Extract the final stretch of the data: the line that contains "Each instance receives one keypoint. Mark the street" and every line after it, unaltered, and no other lines.

-- BEGIN Data records --

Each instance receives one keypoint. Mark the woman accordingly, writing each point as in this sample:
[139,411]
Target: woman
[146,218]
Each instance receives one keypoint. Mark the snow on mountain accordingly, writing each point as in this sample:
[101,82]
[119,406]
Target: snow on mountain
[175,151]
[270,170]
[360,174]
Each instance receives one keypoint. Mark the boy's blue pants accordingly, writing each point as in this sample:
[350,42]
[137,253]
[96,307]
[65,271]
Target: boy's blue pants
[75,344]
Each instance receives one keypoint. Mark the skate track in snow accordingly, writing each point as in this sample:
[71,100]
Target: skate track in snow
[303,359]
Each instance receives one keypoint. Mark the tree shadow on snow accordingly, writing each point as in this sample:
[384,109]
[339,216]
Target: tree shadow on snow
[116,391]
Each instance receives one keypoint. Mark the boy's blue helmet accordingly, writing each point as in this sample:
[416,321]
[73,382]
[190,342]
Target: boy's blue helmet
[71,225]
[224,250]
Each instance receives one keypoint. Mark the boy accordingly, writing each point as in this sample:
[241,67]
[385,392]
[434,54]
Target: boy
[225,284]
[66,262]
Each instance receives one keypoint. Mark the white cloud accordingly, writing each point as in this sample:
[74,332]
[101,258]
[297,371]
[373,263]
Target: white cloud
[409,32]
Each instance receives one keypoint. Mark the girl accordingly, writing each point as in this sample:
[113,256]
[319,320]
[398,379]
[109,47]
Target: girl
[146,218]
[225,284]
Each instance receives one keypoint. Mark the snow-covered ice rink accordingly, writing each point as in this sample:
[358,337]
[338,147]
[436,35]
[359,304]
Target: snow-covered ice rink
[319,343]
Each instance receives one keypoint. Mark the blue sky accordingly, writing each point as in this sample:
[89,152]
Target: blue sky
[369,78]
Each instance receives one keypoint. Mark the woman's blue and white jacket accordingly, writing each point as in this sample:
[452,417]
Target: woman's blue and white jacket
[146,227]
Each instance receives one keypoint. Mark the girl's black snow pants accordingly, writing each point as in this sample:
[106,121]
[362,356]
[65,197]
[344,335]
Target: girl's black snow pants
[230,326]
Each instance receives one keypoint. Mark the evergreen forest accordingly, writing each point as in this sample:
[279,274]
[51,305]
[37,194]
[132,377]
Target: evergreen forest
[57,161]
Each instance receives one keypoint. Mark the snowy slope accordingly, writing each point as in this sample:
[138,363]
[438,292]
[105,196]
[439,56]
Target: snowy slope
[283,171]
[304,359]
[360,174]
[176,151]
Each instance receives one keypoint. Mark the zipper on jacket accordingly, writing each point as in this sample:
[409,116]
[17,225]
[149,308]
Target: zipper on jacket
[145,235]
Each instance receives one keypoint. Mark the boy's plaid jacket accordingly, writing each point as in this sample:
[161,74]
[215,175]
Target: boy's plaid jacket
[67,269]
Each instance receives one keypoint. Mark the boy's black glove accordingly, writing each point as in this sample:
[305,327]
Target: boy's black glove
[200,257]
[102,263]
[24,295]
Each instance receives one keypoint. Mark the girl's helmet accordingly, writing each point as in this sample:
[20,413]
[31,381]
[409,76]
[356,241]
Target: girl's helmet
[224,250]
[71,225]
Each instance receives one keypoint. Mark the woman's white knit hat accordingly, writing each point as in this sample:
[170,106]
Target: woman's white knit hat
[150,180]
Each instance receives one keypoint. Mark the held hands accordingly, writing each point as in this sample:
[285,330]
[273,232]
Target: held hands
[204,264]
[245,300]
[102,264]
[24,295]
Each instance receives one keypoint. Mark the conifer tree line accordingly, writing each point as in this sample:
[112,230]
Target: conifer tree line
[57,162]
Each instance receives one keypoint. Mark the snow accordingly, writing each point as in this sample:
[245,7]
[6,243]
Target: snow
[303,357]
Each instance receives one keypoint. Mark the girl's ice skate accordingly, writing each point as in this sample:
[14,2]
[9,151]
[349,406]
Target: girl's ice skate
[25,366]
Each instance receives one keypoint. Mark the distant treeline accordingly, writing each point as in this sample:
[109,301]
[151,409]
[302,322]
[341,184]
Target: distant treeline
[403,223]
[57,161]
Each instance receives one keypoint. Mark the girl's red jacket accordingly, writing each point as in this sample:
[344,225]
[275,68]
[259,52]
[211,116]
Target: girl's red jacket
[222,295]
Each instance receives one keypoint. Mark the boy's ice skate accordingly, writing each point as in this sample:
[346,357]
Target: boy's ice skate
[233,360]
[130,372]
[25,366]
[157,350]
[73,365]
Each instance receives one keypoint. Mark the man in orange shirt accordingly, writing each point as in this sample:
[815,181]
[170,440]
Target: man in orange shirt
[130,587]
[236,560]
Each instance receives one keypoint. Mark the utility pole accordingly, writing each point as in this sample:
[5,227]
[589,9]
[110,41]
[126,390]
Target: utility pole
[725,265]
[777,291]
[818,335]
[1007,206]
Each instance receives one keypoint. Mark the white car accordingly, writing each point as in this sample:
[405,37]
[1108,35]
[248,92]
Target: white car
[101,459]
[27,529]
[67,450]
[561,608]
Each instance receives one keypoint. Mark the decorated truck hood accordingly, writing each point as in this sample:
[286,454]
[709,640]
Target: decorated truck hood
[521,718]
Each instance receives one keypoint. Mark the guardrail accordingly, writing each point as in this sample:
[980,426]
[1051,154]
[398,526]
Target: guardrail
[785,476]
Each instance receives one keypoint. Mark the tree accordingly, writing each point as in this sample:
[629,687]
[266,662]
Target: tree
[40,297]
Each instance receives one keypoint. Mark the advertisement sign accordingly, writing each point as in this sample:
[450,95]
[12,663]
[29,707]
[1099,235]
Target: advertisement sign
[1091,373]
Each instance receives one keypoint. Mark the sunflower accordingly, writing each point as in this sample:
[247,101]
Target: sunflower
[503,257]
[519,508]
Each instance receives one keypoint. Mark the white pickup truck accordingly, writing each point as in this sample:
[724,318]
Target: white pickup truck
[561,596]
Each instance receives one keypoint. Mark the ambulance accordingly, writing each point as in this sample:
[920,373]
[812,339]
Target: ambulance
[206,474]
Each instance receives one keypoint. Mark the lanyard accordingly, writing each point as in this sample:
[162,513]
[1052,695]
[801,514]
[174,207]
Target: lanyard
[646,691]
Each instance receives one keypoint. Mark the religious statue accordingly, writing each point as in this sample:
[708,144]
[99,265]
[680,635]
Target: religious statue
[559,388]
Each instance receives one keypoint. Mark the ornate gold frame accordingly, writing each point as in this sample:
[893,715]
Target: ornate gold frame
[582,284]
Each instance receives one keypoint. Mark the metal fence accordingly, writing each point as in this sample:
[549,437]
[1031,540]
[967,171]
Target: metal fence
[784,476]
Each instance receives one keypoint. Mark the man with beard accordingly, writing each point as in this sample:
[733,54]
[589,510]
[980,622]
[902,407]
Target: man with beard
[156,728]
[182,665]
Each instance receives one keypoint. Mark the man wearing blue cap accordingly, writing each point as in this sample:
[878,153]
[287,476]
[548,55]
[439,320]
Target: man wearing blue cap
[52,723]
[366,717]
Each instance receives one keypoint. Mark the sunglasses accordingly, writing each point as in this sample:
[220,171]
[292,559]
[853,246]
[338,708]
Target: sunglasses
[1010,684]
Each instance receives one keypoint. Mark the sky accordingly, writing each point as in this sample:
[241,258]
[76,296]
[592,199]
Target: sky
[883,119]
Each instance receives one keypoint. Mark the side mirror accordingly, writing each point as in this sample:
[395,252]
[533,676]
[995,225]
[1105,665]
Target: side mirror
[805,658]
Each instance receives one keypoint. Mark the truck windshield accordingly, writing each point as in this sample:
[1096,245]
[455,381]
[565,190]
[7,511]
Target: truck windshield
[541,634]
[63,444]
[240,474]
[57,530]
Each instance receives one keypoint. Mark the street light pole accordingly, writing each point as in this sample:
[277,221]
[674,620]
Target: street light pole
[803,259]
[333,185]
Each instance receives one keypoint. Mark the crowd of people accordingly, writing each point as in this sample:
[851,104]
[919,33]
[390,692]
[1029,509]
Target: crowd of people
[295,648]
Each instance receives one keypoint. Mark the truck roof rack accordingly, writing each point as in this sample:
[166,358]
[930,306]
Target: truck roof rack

-- END Data records --

The answer ▸
Each instance receives one keypoint. Mark the street light pole accordingly, writing each point as in this sample:
[277,221]
[674,620]
Target: street light pole
[803,259]
[333,185]
Each instance receives one keypoint. Mark the crowd of people accordingly, writing each point as in this sample:
[851,104]
[919,33]
[390,692]
[1029,509]
Target: crowd of people
[295,648]
Each instance receives one keypoint. Mark the truck roof rack accordingly, writing each point as in this sample:
[166,358]
[930,306]
Target: truck roof rack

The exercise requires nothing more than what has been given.